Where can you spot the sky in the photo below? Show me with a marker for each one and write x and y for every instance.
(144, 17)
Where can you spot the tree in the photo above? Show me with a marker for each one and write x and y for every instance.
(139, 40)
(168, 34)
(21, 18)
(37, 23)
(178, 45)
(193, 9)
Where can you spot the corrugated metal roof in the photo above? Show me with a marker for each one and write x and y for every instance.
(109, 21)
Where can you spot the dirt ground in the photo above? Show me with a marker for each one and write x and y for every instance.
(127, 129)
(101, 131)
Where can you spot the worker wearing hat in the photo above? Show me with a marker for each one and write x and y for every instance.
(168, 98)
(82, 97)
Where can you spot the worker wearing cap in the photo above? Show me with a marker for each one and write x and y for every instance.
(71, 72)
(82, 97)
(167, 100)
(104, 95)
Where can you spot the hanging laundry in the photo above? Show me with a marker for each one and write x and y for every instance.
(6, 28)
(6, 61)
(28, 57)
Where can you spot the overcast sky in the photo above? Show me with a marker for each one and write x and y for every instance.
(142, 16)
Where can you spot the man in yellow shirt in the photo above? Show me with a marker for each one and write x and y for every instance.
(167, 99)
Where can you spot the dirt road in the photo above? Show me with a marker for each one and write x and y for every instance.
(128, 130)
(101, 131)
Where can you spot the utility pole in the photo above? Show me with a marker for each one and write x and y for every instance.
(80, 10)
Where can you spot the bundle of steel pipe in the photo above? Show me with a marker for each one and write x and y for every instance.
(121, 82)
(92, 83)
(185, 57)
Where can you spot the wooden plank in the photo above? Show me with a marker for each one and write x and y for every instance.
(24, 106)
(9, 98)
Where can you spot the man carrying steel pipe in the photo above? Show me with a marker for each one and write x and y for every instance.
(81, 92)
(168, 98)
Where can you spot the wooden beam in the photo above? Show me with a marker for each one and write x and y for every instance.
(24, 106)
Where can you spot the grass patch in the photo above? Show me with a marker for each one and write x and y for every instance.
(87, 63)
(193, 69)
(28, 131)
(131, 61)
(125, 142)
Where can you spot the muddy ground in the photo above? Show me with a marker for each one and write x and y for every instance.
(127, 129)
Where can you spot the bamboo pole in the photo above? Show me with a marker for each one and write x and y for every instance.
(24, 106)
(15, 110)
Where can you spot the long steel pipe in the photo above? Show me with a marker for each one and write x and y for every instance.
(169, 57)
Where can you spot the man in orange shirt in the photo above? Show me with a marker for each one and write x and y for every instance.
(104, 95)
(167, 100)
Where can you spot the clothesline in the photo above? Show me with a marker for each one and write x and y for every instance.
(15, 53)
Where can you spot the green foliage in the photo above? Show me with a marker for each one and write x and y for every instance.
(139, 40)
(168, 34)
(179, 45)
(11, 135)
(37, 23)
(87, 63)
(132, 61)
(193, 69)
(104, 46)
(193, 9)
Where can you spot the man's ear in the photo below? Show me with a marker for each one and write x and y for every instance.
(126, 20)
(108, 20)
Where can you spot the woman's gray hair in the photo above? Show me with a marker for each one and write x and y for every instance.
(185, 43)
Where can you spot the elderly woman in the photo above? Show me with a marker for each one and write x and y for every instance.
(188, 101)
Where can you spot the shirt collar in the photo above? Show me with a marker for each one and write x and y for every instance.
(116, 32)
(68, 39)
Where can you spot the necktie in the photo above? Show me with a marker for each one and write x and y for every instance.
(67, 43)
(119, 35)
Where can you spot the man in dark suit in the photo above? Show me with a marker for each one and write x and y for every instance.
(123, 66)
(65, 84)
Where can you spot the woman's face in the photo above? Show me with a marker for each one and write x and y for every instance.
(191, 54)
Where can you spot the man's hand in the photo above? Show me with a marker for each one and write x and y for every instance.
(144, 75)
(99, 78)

+++++

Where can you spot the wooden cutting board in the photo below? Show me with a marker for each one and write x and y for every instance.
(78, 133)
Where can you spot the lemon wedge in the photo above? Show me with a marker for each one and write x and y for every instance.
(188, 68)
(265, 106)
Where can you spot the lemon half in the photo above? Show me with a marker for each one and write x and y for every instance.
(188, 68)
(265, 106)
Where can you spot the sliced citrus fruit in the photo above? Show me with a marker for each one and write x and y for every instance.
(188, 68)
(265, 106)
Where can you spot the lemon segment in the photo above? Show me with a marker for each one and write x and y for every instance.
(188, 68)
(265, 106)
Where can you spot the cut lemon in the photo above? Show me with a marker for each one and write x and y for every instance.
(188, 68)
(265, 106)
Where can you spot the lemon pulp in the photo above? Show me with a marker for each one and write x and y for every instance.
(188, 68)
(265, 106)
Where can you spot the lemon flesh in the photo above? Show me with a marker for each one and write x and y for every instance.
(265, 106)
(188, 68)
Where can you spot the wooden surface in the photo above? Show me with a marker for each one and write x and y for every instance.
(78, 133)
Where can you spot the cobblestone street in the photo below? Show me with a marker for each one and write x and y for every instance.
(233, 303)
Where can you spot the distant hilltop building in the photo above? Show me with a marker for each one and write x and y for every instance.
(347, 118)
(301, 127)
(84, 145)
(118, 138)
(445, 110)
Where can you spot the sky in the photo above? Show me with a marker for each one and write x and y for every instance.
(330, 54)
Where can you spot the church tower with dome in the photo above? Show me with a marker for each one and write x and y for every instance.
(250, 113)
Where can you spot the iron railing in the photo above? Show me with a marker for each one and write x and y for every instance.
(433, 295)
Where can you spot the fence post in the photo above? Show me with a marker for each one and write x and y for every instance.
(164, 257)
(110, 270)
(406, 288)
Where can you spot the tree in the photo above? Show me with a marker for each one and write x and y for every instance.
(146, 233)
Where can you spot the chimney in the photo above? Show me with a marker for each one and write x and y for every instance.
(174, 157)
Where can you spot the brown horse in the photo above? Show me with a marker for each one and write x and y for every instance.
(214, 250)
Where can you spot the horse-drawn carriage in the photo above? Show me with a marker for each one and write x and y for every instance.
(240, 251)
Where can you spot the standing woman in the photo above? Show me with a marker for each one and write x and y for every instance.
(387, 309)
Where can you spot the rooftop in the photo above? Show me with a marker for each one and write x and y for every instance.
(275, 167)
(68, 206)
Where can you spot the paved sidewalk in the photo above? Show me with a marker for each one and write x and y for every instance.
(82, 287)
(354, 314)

+++++

**EXERCISE DESCRIPTION**
Pull out each line from the two blocks above that contains the word "wearing", and copy those lines in full.

**EXPECTED ANSWER**
Where can you spot the worker wearing hat in the photo above? Show me with a marker for each one and write x and y for every instance.
Where can you spot the worker wearing cap in the photo above? Show me with a marker for each one and write x and y for every instance.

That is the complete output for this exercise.